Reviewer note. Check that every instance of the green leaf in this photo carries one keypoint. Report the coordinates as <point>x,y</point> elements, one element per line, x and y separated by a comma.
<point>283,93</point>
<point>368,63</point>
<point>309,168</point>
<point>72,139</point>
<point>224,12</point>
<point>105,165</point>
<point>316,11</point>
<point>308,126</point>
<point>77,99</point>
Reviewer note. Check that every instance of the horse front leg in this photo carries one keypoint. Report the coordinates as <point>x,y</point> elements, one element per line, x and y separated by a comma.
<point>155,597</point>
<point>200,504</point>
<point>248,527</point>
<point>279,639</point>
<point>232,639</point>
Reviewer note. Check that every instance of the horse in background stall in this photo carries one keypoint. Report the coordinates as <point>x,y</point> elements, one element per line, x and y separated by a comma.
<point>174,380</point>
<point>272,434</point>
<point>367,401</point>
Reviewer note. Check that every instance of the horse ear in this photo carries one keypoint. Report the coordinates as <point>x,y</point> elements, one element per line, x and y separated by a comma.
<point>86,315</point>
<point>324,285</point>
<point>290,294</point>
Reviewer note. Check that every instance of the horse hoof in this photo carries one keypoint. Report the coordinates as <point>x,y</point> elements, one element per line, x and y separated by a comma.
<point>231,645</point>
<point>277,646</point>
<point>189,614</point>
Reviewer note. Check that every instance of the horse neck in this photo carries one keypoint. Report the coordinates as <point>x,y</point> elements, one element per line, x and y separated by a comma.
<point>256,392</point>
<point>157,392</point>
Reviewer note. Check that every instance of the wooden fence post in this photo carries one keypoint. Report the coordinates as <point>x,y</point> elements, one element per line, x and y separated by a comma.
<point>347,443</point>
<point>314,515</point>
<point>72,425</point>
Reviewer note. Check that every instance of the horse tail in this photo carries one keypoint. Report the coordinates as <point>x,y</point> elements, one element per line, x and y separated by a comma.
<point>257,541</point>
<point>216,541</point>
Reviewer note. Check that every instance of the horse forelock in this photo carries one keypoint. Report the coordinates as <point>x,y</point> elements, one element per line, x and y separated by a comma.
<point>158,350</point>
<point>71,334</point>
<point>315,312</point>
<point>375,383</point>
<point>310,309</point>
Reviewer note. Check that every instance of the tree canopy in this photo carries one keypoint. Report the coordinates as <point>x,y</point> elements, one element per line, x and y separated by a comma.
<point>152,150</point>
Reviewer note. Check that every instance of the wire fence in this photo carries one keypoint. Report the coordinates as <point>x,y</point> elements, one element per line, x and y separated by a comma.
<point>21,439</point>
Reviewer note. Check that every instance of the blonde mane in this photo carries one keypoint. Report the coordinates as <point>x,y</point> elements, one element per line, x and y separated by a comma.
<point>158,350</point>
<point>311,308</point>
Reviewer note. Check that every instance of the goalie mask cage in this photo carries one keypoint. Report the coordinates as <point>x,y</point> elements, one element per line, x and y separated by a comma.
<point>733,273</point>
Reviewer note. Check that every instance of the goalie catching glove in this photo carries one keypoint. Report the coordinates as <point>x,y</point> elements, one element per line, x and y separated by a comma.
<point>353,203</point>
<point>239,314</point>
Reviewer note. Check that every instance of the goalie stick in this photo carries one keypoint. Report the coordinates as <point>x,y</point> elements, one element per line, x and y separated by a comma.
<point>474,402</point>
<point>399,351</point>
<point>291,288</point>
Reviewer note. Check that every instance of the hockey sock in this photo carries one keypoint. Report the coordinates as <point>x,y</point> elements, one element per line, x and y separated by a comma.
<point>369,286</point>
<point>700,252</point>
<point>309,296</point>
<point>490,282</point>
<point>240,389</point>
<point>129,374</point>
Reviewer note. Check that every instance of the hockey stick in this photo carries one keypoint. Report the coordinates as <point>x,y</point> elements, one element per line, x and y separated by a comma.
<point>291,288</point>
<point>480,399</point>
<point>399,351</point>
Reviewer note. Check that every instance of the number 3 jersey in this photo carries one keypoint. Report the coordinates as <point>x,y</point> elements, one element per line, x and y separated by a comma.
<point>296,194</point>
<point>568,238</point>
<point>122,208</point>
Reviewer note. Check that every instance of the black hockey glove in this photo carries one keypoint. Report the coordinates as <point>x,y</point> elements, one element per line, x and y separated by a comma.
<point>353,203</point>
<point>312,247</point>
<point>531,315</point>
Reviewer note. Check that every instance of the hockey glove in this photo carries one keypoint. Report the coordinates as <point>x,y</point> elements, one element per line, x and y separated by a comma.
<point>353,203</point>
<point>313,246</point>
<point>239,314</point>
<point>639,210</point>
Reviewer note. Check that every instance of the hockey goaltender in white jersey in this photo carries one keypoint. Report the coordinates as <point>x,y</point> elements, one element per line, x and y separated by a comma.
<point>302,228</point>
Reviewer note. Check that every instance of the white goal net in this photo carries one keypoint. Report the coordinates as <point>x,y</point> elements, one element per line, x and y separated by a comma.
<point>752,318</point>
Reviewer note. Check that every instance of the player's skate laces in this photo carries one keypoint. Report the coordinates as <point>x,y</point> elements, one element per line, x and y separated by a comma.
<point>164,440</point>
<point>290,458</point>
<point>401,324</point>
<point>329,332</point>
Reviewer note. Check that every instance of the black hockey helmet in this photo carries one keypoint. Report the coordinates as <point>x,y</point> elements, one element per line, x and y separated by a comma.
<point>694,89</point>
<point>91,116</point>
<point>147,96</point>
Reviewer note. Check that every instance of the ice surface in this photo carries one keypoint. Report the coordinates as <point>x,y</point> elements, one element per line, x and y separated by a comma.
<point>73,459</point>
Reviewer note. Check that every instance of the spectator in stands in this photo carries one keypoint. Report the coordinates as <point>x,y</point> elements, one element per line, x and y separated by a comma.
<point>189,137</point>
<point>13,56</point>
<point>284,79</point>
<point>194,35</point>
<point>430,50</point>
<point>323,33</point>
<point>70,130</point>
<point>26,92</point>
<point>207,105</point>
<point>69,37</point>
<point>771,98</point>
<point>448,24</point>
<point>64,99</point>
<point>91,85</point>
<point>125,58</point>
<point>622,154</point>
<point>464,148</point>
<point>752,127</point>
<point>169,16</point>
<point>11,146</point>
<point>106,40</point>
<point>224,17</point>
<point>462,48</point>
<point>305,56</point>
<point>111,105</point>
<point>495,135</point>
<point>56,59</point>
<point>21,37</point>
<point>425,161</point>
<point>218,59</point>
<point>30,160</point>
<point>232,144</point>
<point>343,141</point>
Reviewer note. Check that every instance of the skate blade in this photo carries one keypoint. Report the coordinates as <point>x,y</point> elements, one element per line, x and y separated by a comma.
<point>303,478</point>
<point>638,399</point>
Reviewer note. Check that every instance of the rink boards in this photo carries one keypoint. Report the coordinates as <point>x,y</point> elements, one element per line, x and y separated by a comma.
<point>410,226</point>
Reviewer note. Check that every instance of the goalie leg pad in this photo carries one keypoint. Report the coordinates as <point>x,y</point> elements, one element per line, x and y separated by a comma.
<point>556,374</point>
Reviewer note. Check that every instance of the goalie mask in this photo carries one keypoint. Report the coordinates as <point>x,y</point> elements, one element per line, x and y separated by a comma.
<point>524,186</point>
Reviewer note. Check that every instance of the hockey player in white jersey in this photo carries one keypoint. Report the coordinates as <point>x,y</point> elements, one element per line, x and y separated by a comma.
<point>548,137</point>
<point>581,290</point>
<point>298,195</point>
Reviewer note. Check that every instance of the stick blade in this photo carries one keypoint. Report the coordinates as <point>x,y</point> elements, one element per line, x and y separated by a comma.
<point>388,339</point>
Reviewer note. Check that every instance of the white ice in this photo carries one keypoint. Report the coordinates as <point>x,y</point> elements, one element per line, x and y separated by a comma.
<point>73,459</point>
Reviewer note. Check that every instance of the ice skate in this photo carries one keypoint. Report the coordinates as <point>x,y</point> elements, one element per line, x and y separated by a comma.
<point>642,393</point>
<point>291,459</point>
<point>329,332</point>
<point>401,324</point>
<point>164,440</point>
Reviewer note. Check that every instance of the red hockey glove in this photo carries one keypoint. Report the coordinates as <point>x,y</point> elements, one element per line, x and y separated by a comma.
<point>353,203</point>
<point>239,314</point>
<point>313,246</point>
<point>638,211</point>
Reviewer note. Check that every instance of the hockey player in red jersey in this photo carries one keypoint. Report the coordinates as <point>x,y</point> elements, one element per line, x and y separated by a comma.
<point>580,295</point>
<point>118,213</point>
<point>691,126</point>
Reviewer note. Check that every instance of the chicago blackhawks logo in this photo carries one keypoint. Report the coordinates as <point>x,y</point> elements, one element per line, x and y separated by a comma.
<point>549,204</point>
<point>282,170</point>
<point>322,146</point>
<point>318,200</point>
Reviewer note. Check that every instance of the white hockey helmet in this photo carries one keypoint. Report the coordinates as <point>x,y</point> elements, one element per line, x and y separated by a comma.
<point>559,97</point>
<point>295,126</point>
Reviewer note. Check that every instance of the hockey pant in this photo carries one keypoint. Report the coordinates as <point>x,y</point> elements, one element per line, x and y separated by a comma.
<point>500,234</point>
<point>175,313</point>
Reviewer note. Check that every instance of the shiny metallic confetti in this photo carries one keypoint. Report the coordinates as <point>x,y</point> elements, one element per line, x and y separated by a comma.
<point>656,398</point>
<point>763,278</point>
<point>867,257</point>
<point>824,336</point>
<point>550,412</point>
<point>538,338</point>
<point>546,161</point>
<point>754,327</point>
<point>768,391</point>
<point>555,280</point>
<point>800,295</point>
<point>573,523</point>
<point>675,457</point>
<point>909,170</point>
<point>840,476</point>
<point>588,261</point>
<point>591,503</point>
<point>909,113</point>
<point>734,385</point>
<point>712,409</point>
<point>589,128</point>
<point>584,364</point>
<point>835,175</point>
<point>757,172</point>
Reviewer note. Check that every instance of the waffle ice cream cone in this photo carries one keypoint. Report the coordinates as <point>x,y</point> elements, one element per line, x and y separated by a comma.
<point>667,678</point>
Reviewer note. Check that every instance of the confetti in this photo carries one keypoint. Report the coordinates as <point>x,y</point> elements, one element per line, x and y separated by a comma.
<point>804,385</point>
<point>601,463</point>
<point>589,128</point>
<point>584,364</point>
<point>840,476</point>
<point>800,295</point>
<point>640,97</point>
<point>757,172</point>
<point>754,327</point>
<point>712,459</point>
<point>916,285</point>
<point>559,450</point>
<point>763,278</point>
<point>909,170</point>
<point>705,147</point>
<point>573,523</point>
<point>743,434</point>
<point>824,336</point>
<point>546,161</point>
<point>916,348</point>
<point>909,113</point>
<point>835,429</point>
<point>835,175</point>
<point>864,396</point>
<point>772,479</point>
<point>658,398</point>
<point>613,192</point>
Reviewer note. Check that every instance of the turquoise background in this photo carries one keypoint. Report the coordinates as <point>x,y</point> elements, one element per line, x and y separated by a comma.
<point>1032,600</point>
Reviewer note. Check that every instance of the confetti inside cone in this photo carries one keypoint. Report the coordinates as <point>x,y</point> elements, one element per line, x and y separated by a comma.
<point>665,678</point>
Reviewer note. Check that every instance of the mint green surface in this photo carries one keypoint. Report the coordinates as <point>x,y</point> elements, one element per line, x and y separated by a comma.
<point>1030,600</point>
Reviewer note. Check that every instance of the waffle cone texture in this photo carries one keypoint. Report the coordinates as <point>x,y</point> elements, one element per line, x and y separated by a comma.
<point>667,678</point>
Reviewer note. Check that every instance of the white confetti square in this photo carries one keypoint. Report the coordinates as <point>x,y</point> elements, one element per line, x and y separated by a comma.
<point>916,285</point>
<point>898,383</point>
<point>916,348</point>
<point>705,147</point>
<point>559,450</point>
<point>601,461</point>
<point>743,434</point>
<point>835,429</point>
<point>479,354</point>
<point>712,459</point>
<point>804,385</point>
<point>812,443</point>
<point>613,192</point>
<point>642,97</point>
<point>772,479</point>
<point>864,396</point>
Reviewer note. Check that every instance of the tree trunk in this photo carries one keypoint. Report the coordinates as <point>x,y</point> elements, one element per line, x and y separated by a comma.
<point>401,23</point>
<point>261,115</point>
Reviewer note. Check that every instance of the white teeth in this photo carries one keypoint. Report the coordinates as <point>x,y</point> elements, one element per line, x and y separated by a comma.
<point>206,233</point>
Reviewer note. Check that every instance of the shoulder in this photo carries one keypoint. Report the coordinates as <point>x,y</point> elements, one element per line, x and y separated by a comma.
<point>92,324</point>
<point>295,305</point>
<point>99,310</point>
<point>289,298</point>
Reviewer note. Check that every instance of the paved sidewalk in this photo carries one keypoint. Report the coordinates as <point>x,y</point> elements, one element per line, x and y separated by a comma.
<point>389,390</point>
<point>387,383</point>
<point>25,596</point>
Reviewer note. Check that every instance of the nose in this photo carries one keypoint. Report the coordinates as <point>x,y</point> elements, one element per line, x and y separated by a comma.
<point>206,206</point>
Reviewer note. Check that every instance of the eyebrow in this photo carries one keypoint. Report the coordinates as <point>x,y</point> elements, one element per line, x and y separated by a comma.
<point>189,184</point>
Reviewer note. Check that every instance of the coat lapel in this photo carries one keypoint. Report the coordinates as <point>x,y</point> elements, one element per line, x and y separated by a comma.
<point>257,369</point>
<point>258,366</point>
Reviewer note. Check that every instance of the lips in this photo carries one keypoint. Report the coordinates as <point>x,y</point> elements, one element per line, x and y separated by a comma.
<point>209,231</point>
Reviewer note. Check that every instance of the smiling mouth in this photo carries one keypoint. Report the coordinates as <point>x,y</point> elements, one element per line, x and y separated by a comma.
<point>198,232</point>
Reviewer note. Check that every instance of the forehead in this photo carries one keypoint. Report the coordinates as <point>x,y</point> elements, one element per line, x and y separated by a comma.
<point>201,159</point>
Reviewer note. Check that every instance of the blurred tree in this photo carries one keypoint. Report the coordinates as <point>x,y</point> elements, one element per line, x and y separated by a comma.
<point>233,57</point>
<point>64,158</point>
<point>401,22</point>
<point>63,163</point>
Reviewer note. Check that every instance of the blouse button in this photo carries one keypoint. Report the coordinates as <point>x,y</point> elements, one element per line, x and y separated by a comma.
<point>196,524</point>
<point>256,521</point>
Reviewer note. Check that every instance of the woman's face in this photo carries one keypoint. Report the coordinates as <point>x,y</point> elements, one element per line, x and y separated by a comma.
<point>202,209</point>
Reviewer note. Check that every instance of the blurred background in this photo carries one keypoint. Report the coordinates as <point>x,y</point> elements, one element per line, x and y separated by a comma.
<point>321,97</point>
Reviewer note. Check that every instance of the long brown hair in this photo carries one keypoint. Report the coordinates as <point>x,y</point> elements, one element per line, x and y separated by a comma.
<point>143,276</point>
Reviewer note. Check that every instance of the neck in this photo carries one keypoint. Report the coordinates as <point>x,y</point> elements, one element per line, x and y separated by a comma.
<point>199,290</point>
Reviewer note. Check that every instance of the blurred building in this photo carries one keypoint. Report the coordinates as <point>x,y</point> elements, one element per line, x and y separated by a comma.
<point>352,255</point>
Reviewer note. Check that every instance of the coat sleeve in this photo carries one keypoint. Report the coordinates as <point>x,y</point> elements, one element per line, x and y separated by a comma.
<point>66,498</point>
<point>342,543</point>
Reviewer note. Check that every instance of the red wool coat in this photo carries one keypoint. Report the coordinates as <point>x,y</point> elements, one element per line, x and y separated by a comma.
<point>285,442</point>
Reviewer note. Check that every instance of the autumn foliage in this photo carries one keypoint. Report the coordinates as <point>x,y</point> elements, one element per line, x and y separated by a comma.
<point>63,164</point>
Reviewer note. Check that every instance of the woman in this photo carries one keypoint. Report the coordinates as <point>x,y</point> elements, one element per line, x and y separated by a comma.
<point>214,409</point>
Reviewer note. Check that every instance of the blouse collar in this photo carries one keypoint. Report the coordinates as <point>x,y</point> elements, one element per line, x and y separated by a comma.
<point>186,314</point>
━━━━━━━━━━━━━━━━
Exercise instructions
Print the lines again word for word, from the line containing "Reviewer note. Check that every instance of the woman in" through the end of the entries.

Output of the task
Reviewer note. Check that every instance of the woman in this photo carries one keypoint. Report the coordinates as <point>x,y</point> elements, one element per line, x and y separated by a comma.
<point>214,409</point>
Reviewer note. Check that every instance of the blouse collar in this photo carries one keypoint. Report the coordinates as <point>x,y</point> elements, one element per line, x and y separated by a comma.
<point>186,314</point>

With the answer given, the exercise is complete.